(Records about where objects are located)
>> begin

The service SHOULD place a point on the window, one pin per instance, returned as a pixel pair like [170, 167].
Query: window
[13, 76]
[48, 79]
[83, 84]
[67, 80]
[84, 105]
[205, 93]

>> end

▶ TASK PROMPT
Switch "pixel pair" to "coordinate pair" in all of the records above and write them out again, with everything else unchanged.

▶ RESPONSE TO THE EXERCISE
The service SHOULD place a point on the window, one pin per instance, returned as a coordinate pair like [170, 167].
Query: window
[13, 76]
[48, 79]
[83, 84]
[67, 80]
[84, 105]
[205, 93]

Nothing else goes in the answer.